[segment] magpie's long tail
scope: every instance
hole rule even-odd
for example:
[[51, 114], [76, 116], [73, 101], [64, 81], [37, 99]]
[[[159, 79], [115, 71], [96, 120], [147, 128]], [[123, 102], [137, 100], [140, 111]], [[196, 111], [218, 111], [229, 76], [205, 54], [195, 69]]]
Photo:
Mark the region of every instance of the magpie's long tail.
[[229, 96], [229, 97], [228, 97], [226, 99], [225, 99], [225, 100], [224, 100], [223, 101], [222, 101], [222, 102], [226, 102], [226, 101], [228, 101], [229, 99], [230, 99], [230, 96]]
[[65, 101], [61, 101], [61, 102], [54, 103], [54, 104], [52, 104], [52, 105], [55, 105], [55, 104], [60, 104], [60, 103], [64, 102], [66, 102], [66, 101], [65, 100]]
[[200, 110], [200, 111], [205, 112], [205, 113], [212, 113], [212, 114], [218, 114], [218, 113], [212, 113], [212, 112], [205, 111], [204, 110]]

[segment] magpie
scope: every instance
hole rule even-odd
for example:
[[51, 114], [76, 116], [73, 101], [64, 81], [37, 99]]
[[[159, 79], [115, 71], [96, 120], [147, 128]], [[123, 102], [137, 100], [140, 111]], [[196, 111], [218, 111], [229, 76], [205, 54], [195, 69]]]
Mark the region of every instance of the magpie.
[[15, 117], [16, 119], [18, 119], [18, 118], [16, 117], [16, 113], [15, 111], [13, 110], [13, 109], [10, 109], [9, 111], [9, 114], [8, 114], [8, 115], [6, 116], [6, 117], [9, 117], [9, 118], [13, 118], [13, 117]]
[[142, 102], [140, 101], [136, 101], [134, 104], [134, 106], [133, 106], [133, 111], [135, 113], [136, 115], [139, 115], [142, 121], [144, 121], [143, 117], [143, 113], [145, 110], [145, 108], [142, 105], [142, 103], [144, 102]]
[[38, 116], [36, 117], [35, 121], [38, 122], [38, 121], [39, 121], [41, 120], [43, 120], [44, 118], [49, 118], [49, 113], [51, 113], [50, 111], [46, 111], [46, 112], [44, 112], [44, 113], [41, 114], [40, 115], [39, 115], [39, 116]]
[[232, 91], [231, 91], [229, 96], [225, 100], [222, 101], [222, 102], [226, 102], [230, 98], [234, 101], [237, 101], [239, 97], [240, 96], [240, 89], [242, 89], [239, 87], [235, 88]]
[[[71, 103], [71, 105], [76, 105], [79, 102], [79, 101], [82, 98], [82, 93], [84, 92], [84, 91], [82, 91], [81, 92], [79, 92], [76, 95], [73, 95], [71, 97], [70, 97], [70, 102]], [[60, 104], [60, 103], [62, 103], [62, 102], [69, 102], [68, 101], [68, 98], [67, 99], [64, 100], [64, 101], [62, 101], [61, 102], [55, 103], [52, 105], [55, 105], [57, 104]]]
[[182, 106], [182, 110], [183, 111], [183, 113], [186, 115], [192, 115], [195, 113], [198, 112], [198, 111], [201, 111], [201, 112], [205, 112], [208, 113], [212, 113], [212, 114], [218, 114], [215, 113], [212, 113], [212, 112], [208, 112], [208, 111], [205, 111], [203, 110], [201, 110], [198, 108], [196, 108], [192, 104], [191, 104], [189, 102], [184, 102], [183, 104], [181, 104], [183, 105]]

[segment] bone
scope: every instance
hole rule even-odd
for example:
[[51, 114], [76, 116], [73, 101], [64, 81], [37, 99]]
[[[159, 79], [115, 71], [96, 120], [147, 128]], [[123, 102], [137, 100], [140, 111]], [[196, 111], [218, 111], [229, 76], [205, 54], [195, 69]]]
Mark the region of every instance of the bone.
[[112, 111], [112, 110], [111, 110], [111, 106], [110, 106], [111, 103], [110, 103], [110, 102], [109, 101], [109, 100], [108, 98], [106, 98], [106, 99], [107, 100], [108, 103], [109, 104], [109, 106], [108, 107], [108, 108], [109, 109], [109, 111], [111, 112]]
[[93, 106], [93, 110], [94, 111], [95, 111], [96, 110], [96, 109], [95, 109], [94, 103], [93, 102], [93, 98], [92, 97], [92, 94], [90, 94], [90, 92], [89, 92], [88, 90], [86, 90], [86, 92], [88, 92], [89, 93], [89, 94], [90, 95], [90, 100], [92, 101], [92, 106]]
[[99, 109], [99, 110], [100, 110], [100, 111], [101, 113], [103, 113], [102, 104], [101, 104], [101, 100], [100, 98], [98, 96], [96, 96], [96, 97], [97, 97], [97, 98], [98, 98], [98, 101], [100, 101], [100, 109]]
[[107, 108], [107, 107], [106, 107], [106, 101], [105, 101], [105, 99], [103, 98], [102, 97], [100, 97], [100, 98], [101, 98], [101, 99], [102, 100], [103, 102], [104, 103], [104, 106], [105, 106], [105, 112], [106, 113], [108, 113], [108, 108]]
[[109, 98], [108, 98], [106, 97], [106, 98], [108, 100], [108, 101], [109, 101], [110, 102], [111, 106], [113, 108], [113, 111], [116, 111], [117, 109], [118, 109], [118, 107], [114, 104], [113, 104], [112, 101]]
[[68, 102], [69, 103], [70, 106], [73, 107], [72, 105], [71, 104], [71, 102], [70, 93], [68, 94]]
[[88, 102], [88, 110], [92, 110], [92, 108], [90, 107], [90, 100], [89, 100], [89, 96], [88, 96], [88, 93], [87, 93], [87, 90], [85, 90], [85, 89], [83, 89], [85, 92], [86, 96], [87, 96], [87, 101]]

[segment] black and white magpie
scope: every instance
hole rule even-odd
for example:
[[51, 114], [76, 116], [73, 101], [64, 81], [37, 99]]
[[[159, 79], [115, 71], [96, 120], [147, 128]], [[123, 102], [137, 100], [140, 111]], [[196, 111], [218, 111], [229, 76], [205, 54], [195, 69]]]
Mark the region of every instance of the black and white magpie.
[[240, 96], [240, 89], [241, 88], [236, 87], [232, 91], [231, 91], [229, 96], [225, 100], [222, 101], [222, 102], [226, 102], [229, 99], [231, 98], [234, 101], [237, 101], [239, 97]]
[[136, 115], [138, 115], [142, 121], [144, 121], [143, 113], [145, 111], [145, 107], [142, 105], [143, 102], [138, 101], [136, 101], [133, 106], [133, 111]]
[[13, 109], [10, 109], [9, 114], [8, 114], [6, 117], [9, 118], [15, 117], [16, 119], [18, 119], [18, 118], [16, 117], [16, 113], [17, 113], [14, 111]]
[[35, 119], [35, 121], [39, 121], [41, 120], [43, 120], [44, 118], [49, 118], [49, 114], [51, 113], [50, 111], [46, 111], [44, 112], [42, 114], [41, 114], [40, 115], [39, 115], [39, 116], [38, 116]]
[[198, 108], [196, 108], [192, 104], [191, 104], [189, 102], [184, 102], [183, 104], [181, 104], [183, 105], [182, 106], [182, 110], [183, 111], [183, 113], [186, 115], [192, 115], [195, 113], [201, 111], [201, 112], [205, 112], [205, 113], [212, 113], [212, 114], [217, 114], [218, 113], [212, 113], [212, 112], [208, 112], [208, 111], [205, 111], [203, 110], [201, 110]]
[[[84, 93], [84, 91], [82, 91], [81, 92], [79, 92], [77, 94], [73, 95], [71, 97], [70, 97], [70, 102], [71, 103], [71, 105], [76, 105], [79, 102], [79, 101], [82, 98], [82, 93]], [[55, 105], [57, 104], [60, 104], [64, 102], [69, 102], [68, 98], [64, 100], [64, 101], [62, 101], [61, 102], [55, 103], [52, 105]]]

==

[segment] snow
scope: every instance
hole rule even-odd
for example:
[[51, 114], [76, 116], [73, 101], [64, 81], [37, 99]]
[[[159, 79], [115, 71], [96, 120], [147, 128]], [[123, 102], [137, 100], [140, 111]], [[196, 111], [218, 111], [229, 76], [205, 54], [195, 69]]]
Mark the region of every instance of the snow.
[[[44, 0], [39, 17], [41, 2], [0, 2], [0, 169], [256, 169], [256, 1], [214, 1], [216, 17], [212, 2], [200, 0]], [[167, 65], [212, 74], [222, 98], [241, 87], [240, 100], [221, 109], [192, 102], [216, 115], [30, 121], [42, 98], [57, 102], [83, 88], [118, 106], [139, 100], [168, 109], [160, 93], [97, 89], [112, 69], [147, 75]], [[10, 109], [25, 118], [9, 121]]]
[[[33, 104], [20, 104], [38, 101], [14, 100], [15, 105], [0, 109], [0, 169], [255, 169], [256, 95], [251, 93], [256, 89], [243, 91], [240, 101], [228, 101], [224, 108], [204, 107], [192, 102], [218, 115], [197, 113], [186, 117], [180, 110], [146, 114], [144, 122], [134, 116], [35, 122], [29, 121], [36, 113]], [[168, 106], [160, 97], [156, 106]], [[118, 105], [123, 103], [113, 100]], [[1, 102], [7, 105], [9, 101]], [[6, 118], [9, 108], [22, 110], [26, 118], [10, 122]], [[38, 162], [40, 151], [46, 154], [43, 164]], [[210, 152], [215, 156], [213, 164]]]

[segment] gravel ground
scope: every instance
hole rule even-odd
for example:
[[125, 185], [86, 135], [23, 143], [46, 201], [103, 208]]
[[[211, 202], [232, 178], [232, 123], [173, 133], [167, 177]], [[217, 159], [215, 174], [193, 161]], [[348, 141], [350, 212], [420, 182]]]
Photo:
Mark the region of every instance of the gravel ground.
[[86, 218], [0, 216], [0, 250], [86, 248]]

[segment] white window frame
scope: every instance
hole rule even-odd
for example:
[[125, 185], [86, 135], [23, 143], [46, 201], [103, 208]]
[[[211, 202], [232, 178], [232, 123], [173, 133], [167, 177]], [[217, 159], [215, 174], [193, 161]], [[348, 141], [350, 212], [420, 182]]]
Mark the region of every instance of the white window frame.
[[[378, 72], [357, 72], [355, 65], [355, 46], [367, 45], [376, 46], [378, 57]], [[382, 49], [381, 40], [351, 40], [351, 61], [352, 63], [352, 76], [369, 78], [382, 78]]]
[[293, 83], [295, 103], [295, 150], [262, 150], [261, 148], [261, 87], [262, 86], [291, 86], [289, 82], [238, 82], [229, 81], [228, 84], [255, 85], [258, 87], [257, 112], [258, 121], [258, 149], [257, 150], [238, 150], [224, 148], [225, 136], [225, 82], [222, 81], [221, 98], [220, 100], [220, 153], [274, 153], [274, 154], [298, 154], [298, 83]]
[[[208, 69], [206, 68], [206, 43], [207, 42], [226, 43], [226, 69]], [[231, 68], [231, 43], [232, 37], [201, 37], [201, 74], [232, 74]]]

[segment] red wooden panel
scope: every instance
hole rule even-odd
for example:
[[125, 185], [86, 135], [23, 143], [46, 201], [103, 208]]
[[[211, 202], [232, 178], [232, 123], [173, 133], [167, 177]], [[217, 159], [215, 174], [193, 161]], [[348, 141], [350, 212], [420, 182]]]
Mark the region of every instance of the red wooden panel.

* * *

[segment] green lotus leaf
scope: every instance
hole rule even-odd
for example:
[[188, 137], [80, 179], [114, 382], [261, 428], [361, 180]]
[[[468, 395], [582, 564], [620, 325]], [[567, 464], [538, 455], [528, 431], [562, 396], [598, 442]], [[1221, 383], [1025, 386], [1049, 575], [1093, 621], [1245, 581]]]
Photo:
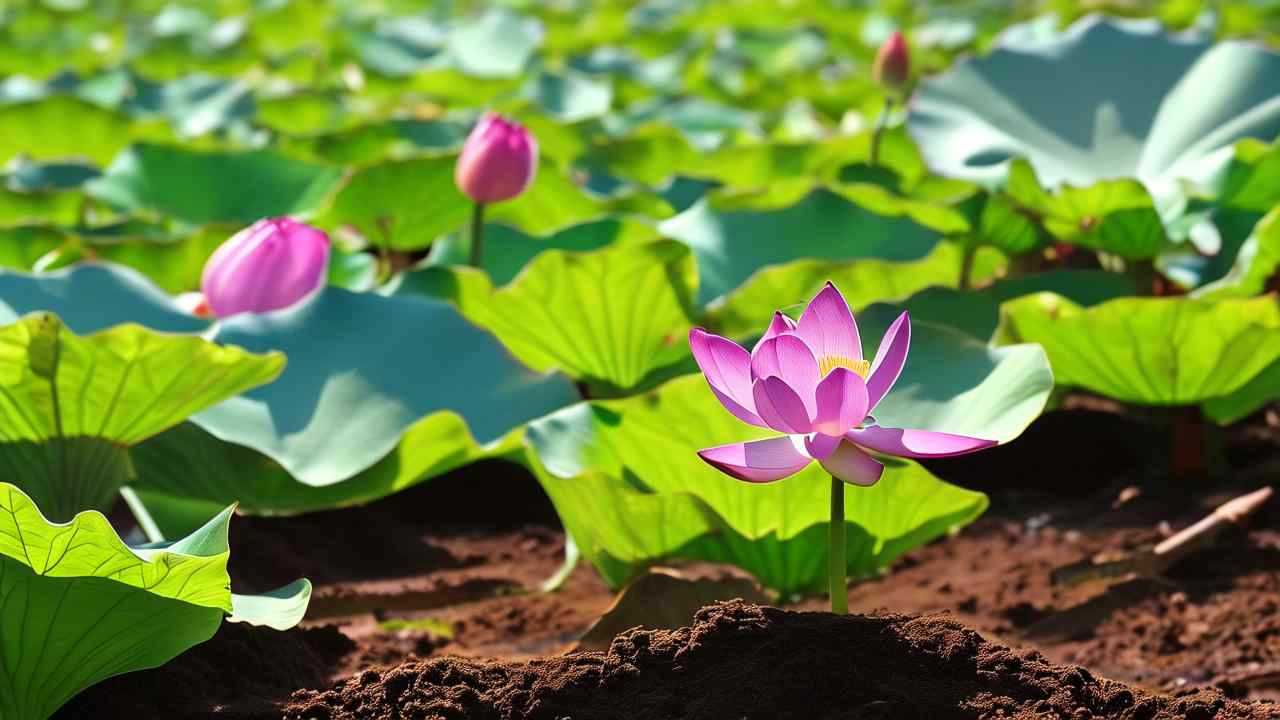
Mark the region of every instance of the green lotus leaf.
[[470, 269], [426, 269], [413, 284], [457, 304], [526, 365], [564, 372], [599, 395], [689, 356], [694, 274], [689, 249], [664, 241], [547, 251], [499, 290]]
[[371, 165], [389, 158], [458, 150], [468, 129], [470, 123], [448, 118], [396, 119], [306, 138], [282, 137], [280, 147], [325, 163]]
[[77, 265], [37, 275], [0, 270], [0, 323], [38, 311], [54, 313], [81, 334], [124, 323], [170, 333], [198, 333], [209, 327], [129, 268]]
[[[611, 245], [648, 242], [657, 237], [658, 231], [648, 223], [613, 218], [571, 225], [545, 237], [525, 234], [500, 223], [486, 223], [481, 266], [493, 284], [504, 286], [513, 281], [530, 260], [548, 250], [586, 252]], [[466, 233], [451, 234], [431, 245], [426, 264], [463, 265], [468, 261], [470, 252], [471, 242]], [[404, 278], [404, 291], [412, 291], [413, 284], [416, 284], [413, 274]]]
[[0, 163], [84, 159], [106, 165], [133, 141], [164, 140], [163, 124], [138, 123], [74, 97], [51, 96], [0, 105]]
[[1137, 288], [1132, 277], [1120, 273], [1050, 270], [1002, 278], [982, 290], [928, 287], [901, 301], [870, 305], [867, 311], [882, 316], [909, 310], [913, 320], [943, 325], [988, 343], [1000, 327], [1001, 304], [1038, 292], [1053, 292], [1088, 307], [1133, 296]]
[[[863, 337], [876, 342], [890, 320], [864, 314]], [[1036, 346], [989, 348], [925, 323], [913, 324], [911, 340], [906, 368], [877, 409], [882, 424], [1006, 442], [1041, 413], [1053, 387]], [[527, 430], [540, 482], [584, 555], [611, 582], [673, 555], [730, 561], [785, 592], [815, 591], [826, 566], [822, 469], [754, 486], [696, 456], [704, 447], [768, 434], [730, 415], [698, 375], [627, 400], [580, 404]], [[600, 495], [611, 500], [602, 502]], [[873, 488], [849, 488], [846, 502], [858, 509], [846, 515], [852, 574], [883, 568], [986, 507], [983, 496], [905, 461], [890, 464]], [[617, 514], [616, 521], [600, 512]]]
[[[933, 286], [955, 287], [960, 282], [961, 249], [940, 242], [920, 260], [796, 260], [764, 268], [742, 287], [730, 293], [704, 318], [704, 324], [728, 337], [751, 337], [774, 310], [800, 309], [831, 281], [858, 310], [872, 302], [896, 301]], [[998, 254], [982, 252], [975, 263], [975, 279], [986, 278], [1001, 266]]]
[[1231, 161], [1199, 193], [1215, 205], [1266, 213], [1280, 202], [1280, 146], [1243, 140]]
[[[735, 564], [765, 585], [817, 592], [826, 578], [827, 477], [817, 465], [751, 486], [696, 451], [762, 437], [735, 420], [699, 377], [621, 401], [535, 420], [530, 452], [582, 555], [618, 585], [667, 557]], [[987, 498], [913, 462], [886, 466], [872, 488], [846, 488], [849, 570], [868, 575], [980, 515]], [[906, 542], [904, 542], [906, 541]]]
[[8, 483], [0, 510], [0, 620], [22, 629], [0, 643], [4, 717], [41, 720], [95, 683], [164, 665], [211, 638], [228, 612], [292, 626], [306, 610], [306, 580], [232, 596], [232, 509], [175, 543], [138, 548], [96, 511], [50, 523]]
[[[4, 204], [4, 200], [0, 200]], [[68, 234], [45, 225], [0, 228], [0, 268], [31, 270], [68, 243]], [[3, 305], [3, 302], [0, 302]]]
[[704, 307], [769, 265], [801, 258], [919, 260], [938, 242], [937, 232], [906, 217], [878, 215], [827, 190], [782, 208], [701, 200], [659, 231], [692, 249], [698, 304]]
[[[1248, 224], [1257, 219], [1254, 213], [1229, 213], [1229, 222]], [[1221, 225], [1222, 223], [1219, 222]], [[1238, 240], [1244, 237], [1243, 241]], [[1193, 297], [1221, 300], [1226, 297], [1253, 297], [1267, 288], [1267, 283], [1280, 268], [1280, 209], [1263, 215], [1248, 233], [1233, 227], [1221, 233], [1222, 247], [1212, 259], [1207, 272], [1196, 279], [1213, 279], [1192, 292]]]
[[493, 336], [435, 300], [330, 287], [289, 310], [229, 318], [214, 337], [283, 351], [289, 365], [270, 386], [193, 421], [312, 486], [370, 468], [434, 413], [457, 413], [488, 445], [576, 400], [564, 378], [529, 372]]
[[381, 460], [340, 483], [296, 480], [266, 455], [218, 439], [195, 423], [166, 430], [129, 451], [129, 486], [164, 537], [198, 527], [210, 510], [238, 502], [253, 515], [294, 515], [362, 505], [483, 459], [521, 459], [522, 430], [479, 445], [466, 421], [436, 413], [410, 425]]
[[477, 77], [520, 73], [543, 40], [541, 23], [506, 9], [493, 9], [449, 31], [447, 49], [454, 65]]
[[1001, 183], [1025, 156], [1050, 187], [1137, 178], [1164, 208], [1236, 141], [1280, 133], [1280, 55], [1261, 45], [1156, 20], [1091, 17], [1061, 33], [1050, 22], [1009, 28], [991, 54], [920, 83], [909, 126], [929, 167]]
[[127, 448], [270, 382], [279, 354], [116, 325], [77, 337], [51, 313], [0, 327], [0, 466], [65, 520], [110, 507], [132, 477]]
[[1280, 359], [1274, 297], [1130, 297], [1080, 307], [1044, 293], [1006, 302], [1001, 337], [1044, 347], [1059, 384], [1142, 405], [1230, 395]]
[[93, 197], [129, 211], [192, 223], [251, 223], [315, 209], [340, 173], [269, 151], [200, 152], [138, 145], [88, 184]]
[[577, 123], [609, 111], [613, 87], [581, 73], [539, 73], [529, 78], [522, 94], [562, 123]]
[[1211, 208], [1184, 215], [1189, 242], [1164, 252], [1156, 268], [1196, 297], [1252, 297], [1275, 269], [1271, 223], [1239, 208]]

# WORK TO COMPLETE:
Copy out the part of the listing that opens with the line containing "[segment] snow" and closes with the line containing "118], [9, 121]]]", both of those lines included, keeping every character the same.

# RESULT OF THE EXERCISE:
[segment] snow
scope: every instance
hole rule even-odd
for example:
[[51, 114], [76, 116], [73, 101], [64, 81], [37, 99]]
[[[159, 79], [115, 71], [96, 120], [147, 128]], [[123, 102], [137, 100], [140, 111]], [[196, 111], [218, 111], [229, 76], [205, 54], [195, 69]]]
Mark the region of every instance of the snow.
[[[44, 0], [39, 17], [41, 2], [0, 2], [0, 169], [256, 169], [256, 1], [214, 1], [216, 17], [212, 2], [200, 0]], [[167, 65], [212, 74], [222, 98], [241, 87], [240, 100], [221, 109], [192, 102], [216, 115], [30, 121], [42, 98], [57, 102], [83, 88], [118, 106], [139, 100], [168, 109], [160, 93], [97, 89], [112, 69], [147, 75]], [[10, 109], [25, 118], [9, 121]]]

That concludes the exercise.